§ Exercise requirements: Extract the lines below, starting at the beginning of the entries and ending with the line containing "box: [69, 42, 202, 165]", both included, and repeat them exactly. Leave the pictures out of your answer.

§ Data for this exercise:
########################################

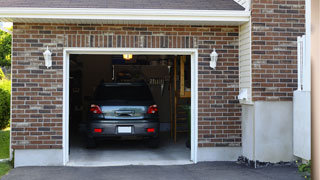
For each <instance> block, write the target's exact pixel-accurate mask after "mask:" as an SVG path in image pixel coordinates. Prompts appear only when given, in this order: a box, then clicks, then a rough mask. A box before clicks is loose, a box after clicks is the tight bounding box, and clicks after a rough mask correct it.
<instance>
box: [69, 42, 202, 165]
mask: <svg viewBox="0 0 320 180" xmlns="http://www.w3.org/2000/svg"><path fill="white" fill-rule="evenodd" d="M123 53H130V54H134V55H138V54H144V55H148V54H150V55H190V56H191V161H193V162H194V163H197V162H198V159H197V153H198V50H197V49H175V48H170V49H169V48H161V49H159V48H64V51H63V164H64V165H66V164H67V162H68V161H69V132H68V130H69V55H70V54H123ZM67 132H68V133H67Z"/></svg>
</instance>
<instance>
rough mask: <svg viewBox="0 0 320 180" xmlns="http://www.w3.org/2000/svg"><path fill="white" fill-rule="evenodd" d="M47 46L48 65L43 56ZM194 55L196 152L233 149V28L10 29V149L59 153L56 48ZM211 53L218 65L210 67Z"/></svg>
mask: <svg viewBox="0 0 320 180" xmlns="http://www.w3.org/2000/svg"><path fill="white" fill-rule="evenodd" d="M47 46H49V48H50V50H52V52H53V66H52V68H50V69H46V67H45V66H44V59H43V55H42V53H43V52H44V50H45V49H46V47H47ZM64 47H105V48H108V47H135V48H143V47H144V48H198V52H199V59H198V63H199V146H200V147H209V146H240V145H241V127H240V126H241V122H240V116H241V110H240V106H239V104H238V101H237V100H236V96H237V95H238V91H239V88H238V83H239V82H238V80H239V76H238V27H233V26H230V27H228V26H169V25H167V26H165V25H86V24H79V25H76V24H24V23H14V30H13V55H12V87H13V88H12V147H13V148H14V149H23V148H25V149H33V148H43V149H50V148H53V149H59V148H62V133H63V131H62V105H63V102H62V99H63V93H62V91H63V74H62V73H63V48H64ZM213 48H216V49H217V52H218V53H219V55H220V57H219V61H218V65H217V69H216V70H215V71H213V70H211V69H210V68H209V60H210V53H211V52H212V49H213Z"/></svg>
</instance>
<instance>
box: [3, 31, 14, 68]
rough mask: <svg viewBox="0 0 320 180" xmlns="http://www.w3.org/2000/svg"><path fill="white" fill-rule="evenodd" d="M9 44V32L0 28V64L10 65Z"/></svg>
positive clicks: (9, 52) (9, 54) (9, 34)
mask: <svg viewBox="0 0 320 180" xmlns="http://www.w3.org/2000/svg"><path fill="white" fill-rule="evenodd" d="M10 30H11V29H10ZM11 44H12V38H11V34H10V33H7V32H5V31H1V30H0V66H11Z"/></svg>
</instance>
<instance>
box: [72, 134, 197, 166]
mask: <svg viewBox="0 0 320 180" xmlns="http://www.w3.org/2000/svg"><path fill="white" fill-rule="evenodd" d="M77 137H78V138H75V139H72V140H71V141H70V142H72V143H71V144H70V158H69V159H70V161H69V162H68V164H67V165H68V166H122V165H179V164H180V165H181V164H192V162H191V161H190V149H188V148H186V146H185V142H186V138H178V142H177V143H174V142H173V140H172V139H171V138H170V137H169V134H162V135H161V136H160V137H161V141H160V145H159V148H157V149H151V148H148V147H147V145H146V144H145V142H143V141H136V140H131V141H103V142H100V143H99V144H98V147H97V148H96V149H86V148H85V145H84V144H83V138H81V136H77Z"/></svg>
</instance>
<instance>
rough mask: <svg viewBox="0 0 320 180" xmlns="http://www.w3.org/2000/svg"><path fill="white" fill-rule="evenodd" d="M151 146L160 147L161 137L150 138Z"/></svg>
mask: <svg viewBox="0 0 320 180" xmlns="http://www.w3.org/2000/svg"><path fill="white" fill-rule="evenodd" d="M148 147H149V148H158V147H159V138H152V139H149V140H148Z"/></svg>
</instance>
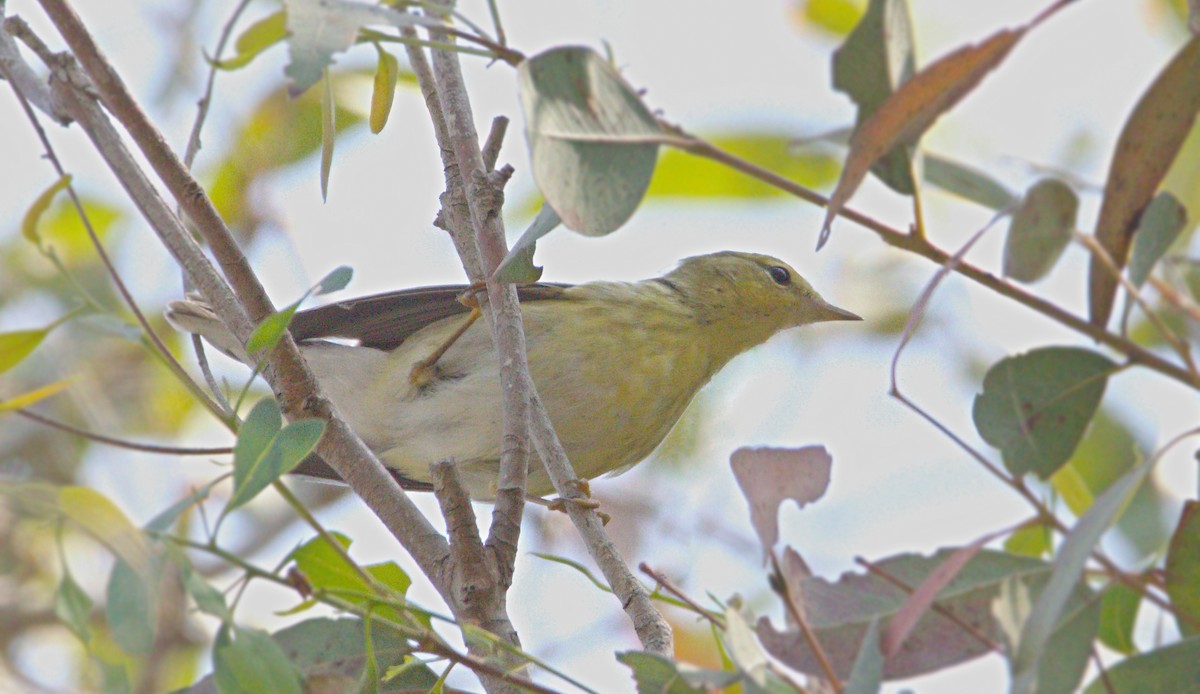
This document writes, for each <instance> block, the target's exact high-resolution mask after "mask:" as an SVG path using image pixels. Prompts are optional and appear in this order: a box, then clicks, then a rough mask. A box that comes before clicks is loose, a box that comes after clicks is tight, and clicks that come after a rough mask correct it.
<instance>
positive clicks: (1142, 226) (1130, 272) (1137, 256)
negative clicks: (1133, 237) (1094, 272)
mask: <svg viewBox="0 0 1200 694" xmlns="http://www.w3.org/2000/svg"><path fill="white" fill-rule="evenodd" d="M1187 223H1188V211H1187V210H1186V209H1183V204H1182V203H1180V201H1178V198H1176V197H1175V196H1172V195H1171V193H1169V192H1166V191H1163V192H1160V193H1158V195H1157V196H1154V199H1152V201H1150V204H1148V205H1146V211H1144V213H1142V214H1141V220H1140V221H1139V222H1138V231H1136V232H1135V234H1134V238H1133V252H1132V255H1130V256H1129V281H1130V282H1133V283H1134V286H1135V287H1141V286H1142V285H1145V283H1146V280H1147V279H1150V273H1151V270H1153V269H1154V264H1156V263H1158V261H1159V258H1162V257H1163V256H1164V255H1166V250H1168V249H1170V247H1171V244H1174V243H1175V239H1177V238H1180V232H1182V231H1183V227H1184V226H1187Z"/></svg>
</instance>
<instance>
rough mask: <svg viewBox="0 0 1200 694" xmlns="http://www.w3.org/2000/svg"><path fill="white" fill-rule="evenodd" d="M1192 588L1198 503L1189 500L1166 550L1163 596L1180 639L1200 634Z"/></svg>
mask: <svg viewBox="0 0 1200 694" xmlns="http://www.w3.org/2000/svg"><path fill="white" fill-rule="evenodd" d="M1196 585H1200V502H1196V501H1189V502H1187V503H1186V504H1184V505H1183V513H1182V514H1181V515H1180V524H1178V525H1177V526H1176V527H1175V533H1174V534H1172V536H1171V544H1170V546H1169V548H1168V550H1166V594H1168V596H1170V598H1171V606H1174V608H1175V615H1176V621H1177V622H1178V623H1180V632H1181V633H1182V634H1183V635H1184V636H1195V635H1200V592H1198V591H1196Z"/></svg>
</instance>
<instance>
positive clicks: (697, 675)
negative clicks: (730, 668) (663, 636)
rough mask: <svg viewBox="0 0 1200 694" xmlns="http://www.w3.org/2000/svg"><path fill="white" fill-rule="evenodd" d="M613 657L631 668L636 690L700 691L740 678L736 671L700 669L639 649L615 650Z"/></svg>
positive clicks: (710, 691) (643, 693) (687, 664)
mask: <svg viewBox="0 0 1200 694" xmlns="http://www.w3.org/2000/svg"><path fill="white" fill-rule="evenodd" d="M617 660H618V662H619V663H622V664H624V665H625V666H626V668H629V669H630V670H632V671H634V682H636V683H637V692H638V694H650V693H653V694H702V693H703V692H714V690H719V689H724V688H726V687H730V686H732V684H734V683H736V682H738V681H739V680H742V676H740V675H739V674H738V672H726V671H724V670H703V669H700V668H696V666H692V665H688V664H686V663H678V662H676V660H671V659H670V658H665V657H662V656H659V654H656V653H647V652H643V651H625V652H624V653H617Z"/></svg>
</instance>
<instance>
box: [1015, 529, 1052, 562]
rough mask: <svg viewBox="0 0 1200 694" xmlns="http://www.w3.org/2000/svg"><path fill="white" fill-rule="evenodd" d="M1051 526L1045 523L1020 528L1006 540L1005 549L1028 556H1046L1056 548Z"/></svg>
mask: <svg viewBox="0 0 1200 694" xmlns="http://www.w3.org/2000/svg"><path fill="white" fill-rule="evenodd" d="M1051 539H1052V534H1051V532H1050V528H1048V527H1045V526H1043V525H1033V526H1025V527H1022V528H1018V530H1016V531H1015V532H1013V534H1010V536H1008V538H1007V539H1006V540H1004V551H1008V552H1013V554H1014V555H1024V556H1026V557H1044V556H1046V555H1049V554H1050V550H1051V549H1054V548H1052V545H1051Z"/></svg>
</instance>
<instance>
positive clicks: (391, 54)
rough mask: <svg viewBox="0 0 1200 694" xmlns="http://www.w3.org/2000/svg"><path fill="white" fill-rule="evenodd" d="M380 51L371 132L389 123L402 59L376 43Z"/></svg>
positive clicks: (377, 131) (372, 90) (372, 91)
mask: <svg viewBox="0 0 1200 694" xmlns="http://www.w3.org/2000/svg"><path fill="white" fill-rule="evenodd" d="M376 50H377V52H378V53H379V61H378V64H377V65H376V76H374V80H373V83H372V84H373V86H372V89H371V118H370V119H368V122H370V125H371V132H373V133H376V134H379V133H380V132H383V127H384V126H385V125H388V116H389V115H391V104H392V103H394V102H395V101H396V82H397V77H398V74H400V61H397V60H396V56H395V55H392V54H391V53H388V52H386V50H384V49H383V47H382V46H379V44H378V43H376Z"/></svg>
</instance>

########################################

§ Response area:
For each <instance> block, write the target's exact pixel-accurate mask after "mask:" as an SVG path in image pixel coordinates. Prompts appear only when given, in this order: a box, then clicks, then a rough mask. A box before clicks is loose, a box after clicks is the tight bounding box, and clicks after a rough mask correct it.
<instance>
box: [69, 42, 202, 165]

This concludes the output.